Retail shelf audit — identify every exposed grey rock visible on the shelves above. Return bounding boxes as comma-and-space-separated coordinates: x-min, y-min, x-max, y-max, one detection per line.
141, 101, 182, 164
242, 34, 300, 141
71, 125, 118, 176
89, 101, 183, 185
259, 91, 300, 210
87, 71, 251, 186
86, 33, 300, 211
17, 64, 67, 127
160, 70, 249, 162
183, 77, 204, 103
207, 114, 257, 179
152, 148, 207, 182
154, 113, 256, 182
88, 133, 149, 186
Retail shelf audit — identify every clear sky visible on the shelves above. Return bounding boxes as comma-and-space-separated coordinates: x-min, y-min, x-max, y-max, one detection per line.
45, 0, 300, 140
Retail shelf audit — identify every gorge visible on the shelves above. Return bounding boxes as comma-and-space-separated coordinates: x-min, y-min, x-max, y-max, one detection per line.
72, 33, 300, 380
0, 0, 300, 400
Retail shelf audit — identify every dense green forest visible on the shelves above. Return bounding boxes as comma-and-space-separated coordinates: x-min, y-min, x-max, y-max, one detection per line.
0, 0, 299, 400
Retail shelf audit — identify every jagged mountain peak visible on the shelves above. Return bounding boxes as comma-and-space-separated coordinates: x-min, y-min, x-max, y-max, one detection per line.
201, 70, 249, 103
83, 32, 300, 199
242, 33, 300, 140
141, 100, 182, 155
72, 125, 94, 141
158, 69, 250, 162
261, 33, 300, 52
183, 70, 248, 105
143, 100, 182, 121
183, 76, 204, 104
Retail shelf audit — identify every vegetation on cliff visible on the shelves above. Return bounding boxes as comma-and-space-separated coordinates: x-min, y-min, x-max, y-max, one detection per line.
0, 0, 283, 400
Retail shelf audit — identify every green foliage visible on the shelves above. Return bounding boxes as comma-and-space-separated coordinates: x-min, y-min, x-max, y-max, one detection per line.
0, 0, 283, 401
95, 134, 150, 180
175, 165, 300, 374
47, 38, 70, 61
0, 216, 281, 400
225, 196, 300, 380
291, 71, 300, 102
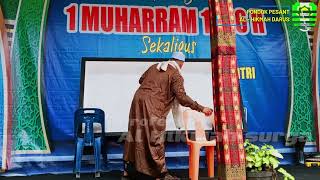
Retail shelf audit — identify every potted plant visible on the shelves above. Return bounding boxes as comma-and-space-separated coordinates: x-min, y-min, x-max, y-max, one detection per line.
244, 140, 295, 180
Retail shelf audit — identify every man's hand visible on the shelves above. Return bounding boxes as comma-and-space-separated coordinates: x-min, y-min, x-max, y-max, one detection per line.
202, 107, 213, 116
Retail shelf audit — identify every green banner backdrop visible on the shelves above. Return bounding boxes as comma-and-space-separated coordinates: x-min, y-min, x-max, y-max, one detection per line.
10, 0, 51, 154
276, 0, 315, 145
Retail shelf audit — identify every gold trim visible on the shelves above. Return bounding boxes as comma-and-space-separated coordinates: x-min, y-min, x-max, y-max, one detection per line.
13, 150, 51, 155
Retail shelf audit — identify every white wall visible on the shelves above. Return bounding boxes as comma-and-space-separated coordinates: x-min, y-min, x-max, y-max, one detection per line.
83, 61, 214, 132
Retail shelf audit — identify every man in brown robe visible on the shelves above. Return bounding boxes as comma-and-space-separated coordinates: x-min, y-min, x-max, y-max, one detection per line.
123, 52, 213, 179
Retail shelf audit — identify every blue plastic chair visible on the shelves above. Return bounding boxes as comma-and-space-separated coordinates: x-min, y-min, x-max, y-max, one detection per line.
74, 108, 105, 178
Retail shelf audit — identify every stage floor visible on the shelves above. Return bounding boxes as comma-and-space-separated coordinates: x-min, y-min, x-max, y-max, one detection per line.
10, 140, 317, 163
3, 165, 320, 179
3, 140, 318, 176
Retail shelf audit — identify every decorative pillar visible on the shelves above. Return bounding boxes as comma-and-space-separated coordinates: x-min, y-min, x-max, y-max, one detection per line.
0, 6, 12, 171
275, 0, 315, 145
312, 1, 320, 151
11, 0, 51, 154
208, 0, 246, 179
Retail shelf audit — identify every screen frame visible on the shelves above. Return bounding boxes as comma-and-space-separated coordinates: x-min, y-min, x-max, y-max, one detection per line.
79, 57, 212, 135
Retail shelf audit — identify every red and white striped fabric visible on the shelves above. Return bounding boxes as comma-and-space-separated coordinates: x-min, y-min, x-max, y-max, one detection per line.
208, 0, 246, 179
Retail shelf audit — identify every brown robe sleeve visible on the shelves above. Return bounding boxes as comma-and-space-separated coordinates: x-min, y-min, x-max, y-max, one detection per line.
171, 71, 205, 112
139, 66, 151, 84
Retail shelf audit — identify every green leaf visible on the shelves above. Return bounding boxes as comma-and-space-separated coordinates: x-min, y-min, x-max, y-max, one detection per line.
278, 168, 295, 180
247, 162, 253, 168
254, 161, 262, 167
244, 139, 249, 146
255, 154, 262, 161
246, 156, 254, 162
262, 157, 270, 165
269, 157, 279, 169
267, 145, 274, 149
270, 149, 283, 159
258, 151, 265, 157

> _How to complete this task_: Repeat the material above word for word, please, apart from its images.

> _Solution for this problem_:
Retail shelf audit — identify every exposed grey rock visible on the shelves above. Return bounding boxes as comma-and-space-separated coordinates: x-min, y-min, x-max, y-max, one detection per line.
141, 101, 182, 164
242, 34, 300, 141
71, 125, 118, 176
89, 101, 183, 185
259, 91, 300, 210
87, 71, 251, 186
86, 33, 300, 211
17, 64, 67, 127
160, 70, 249, 162
183, 77, 204, 103
207, 114, 257, 179
152, 148, 207, 182
154, 113, 256, 182
88, 133, 149, 186
Retail shelf audit — identify every clear sky visible on the shelves above. Return bounding boxes as comma-and-space-separated coordinates: x-min, y-min, x-max, y-max, one detection per line.
45, 0, 300, 140
Retail shelf audit — identify every gorge visible on the shelves above. Return bounding boxes as comma-and-space-separated coordinates: x-min, y-min, x-max, y-max, one detection per line.
72, 33, 300, 380
0, 0, 300, 400
Retail shelf audit — identify every dense green forest visible on the shelves above. Return bounding boxes as comma-and-space-separated coordinates: x-min, y-min, x-max, y-max, one detection per line.
0, 0, 299, 400
Retail shelf audit — identify every jagged mountain peak visible on the shelves above. Return bounding boxes as comma-and-space-separated coordinates: x-min, y-min, x-max, y-max, one detection per line.
201, 70, 249, 103
83, 32, 300, 199
242, 33, 300, 140
141, 100, 182, 155
72, 125, 94, 141
158, 69, 250, 162
261, 33, 300, 52
183, 70, 248, 105
143, 100, 182, 121
183, 76, 204, 104
Retail shelf audit — identify every vegetation on cliff visible on the shelves above. Return bounding boxes as comma-and-space-separated coordinates: x-min, y-min, x-max, y-max, one detection per line.
0, 0, 283, 400
Retail shelf audit — identify every green foliage visible on the shelves above. Return bounding boxes as comma-and-space-separated coordinates: x-min, y-min, x-max, y-max, one detection per line.
0, 0, 283, 401
95, 134, 150, 180
175, 165, 300, 374
47, 38, 70, 61
0, 216, 281, 400
225, 196, 300, 380
291, 71, 300, 102
Retail shelf audit — identify every potted plant visible on the shelves above. Return bounding boxes as comma-and-space-separated coordinates: x-min, y-min, x-max, y-max, one detection per line.
244, 140, 295, 180
Retail shelf audit — identify every man's hand visible on the shelves above. Return bounding boxes as comma-and-space-separated coordinates: x-min, y-min, x-max, y-max, one detection per line.
202, 107, 213, 116
Retail shelf audit — identify every green banner backdrop visible on the shelves above. Return bounding boxes as comma-and-space-separated coordinates: x-min, y-min, x-max, y-max, one detection per line.
10, 0, 51, 154
276, 0, 315, 145
Retail shelf audit — identify every gold trim visible on the shelves above. Return bounding boxes as comma-and-space-separated coordinates: x-min, y-min, x-max, y-max, one detection per line.
13, 150, 51, 155
Retail shelf audit — identify every white wall visible on the shelves above. Return bounding boxes as comma-and-space-separated coordinates: x-min, y-min, x-max, y-max, one detection per line.
83, 61, 214, 132
Retail shelf audit — identify every man in brown robe visible on the shelves above. Return bounding boxes as comma-and-space-separated coordinates: x-min, y-min, x-max, y-max, one detection per line.
123, 52, 213, 179
Retail shelf audit — identify every blue plastic chair visible on the shelves above. Return bounding boxes as comma-and-space-separated coordinates: x-min, y-min, x-max, y-max, one detection per line.
74, 108, 105, 178
Retail shelf audit — identify every stage floor visible on the shelves above. Return bounding boxes as comma-and-space-separated coordinates: x-min, y-min, x-max, y-max, one detection per line.
10, 140, 317, 163
3, 165, 320, 179
3, 140, 318, 176
Retail shelf audit — identify every decorative pillar visible on the shelves above. Return bounding boxes as comma-and-space-separated coordinates: x-min, y-min, x-max, y-max, one detection per line.
0, 6, 12, 171
275, 0, 315, 145
312, 1, 320, 151
11, 0, 51, 154
208, 0, 246, 179
Retail shelf audit — identify every screen frame visible on the shelves above. Return bounding boxes as comma-and-space-separated coordinates: x-min, y-min, x-max, y-max, one detection per line.
79, 57, 212, 135
Retail shelf audit — identify every red and white striped fabric visible on the shelves above. Return bounding boxes as comma-and-space-separated coordinates: x-min, y-min, x-max, y-max, one detection per line.
208, 0, 246, 179
Retail shelf audit — identify every brown robe sleeve visible on the shelves above. Return bounding boxes as comma-and-space-separated coordinates: x-min, y-min, x-max, y-max, one detection per line.
171, 71, 205, 112
139, 66, 151, 84
Retail shelf audit — identify every green leaf visible on the shelves above. Return bounding boxes as comma-and-space-separated coordinates: x-min, y-min, x-max, y-max, one detection per line.
278, 168, 295, 180
247, 162, 253, 168
254, 161, 262, 167
244, 139, 249, 146
255, 154, 262, 161
246, 156, 254, 162
262, 157, 270, 165
269, 157, 279, 169
267, 145, 274, 149
270, 149, 283, 159
258, 151, 265, 157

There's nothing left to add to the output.